AIM OF THE TASK
Within the entries below, find the portion that opens with the line containing "Target: short hair" and closes with the line containing "point: woman's blonde". Retype that portion exactly and only.
##### INFORMATION GIVEN #####
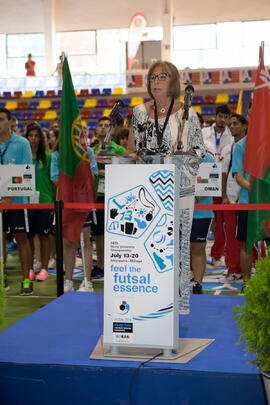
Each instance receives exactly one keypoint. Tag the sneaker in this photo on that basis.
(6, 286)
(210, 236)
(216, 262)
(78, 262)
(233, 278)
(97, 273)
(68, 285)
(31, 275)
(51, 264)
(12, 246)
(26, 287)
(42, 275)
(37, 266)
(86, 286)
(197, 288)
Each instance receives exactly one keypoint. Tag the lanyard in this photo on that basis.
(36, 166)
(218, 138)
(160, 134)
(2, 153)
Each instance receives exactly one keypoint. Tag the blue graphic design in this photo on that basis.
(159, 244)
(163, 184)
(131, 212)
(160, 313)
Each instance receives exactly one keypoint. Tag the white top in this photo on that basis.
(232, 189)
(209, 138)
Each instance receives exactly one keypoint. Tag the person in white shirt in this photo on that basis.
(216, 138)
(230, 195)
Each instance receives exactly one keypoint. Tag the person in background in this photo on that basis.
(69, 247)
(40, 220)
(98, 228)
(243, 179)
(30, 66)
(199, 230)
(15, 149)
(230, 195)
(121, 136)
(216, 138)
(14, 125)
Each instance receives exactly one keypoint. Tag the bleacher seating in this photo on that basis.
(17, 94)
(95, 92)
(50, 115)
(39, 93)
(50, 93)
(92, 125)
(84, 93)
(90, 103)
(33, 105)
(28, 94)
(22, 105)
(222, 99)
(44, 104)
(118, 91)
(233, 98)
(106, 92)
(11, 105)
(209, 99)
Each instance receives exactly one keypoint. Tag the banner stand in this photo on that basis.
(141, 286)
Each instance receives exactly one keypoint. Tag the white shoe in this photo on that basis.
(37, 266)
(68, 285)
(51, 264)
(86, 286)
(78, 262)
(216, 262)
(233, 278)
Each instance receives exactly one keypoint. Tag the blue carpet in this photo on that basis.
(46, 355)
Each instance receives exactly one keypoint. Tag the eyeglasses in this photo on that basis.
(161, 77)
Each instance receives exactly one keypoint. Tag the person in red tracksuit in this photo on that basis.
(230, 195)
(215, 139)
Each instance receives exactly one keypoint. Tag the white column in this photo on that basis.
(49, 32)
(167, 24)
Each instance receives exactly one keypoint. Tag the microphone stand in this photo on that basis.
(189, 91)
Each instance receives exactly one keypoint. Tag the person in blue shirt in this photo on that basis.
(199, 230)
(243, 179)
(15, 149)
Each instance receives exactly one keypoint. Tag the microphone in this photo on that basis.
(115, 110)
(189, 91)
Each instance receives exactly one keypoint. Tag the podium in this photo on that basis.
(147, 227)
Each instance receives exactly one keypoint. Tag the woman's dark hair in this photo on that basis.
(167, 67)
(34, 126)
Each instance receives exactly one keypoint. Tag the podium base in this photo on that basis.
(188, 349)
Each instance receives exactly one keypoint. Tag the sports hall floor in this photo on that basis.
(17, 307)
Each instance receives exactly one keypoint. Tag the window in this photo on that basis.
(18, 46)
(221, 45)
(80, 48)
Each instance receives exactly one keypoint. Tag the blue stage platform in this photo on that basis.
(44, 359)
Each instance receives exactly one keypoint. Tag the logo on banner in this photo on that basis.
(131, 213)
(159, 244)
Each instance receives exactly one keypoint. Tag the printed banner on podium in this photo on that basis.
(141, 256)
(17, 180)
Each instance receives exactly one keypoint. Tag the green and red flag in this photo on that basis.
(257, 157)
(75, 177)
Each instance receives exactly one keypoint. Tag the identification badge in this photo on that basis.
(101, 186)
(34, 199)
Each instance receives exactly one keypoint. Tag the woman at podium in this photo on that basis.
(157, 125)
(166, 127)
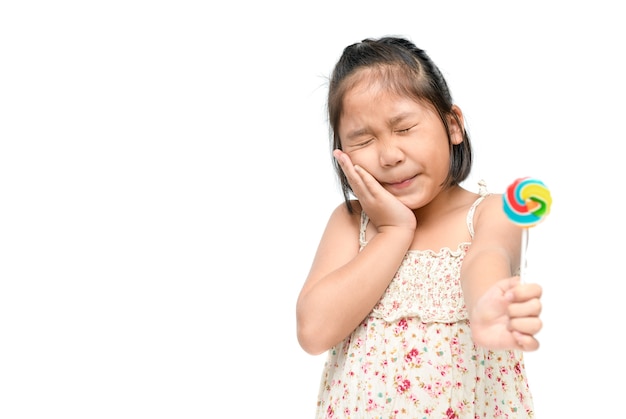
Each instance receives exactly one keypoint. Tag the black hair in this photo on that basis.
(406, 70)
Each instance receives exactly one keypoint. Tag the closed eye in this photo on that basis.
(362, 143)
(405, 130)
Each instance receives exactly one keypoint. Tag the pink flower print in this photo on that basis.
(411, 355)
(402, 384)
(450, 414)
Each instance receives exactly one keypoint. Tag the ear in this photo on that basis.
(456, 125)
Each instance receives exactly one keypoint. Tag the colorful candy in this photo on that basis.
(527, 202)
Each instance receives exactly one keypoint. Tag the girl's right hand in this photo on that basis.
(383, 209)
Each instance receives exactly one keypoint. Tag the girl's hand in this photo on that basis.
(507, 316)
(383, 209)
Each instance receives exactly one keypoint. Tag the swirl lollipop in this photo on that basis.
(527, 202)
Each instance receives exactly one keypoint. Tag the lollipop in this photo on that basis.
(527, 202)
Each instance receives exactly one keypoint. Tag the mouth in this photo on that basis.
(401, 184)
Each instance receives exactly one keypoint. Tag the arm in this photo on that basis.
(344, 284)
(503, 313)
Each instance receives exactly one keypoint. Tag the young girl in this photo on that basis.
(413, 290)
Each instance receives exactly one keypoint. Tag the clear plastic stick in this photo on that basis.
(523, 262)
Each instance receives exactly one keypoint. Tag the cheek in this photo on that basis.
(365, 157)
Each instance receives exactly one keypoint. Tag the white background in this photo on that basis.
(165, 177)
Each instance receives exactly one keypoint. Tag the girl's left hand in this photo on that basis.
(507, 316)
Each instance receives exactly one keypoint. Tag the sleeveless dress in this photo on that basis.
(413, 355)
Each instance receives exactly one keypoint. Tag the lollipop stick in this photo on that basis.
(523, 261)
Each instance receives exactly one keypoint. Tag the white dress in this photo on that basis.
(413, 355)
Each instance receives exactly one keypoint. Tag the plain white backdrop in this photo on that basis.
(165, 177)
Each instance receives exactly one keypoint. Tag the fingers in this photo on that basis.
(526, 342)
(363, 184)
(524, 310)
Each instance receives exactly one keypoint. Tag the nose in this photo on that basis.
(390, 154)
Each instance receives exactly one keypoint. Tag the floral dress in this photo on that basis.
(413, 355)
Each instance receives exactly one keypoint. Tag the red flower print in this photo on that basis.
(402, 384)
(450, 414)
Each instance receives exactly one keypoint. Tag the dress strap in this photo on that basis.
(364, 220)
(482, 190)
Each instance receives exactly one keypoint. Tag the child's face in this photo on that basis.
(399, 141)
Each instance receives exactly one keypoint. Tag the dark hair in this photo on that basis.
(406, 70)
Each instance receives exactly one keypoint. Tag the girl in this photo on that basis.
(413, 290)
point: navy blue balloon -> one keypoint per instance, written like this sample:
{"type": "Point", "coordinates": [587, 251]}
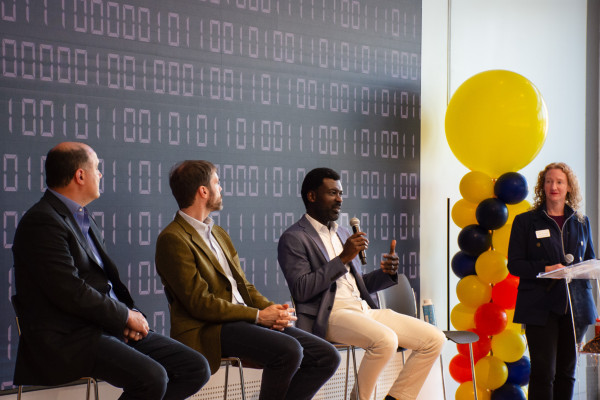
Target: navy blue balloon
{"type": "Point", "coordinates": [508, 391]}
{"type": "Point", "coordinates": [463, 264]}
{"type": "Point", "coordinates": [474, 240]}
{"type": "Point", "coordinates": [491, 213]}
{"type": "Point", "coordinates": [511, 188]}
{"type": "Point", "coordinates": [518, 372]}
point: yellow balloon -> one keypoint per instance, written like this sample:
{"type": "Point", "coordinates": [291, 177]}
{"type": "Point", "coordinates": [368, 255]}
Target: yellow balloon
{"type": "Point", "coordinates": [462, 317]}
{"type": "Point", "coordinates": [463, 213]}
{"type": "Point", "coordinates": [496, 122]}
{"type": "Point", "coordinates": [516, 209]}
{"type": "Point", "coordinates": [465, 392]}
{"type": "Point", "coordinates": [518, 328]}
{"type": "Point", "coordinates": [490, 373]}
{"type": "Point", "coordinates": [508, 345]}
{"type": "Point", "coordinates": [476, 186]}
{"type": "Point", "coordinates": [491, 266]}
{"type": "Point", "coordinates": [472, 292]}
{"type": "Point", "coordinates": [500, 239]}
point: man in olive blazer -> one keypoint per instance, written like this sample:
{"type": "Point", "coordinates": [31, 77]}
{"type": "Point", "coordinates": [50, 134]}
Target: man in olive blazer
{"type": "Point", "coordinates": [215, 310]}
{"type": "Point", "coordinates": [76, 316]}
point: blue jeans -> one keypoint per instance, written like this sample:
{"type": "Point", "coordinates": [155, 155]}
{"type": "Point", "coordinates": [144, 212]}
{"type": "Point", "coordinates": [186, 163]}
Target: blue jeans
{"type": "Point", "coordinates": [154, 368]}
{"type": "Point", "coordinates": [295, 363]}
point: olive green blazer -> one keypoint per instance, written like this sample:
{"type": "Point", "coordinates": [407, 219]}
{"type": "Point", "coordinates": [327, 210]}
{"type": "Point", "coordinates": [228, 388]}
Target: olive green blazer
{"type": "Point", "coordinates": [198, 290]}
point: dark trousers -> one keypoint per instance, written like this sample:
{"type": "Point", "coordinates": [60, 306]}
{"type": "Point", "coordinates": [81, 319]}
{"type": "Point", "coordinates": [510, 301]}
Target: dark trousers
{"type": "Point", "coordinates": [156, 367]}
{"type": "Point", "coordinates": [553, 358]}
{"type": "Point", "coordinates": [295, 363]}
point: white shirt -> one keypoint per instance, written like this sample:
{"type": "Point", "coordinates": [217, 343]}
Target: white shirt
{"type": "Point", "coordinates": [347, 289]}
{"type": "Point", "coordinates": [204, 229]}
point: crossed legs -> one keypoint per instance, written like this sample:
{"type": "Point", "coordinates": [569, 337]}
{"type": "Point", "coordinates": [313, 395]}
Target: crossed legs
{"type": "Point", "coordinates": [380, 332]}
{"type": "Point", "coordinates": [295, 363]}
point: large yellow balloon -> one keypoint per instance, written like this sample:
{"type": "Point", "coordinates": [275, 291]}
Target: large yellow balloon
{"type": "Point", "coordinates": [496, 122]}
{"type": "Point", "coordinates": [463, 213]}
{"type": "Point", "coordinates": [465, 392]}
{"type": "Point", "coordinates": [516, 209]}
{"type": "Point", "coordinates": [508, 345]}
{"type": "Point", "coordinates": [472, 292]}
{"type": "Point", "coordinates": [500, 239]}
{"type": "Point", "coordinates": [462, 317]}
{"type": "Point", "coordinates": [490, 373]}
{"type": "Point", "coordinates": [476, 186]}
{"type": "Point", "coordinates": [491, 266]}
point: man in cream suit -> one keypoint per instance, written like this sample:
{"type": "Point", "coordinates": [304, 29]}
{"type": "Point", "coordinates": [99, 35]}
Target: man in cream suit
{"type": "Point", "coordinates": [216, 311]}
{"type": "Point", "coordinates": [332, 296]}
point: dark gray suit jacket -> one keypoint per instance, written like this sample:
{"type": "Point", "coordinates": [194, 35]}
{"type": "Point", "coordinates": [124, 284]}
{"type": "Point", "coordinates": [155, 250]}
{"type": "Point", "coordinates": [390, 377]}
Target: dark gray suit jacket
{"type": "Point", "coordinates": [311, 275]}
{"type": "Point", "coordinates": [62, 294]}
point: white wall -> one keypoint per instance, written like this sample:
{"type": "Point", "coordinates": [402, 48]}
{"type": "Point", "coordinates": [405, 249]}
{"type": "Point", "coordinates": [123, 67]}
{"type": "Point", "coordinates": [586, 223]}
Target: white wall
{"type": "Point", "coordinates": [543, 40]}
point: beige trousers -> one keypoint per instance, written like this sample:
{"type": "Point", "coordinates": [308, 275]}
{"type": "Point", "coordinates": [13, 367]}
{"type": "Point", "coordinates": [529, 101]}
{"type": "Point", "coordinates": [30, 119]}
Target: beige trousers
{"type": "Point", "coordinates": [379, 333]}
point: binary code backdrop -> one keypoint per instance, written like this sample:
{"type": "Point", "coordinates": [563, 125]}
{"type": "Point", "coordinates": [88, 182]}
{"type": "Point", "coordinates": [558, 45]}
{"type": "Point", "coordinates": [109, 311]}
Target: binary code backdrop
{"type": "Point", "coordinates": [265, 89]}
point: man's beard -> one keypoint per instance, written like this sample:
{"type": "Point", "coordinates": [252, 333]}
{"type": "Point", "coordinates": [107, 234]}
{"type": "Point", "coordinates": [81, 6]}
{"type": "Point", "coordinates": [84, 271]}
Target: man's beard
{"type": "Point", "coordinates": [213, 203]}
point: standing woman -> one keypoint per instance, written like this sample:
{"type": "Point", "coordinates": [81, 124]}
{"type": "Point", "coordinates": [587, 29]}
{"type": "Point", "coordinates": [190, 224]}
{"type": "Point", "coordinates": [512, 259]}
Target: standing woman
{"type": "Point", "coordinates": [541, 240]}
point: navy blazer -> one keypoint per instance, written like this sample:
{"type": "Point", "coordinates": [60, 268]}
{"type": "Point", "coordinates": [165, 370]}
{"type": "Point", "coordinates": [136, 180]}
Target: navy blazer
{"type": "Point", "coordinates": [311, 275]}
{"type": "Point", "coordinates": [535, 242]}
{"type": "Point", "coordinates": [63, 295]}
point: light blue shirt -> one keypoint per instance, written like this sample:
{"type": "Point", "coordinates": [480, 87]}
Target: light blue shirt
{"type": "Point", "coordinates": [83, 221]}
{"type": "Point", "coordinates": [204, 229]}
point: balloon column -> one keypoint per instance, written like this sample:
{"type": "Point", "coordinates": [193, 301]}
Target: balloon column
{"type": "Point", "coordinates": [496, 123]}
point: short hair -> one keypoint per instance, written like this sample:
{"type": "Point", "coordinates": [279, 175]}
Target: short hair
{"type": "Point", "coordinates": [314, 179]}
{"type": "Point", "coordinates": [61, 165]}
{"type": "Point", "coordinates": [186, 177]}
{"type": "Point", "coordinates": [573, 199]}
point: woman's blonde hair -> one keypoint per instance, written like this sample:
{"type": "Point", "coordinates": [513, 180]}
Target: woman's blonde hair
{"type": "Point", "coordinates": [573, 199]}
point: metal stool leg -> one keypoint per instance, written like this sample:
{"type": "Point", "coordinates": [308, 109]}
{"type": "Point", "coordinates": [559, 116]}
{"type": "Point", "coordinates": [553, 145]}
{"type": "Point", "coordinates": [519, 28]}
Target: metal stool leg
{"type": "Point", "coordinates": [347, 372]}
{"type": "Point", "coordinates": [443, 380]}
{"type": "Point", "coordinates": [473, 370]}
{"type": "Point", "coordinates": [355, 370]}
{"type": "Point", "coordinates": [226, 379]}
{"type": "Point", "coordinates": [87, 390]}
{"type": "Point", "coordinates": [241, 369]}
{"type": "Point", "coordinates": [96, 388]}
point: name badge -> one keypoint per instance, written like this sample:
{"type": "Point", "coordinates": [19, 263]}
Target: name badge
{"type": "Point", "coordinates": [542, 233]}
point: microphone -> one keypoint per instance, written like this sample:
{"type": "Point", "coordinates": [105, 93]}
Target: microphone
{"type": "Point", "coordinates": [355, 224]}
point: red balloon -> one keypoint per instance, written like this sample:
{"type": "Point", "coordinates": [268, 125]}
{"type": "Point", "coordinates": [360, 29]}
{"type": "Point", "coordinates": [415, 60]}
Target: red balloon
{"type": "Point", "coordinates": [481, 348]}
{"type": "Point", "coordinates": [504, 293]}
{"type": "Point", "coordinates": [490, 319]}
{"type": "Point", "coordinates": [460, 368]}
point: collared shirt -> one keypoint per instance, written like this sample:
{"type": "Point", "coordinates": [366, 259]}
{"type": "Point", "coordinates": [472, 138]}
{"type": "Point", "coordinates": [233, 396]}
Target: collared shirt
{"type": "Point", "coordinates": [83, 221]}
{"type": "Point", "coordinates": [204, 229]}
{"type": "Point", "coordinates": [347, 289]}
#####
TASK RESPONSE
Target: short hair
{"type": "Point", "coordinates": [314, 179]}
{"type": "Point", "coordinates": [61, 165]}
{"type": "Point", "coordinates": [186, 177]}
{"type": "Point", "coordinates": [573, 199]}
point: woman's blonde hair -> one keypoint per instance, written like this sample:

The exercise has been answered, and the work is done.